**WHAT IS BEING ASKED**.
In each of the items below, substitute "pine tree" for "cypress tree" and change nothing else. Leave the pictures out of your answer.

**DATA TO USE**.
'''
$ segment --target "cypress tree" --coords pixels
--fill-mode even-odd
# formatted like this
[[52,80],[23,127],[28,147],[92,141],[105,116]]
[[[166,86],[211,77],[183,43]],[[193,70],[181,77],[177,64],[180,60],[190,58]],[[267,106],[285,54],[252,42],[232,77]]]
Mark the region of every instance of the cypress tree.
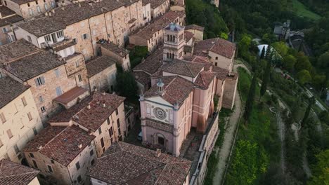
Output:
'''
**RIGHT ANSWER**.
$ segment --target "pine tree" --coords pixels
--fill-mode even-odd
# formatted like this
[[52,80],[23,127],[28,147],[92,141],[105,116]]
[[[166,86],[211,77],[183,43]],[[193,70],[181,77],[177,64],[180,60],[190,58]],[[267,106],[285,54],[252,42],[232,77]]]
Mark the region of every instance of the pine tree.
Output:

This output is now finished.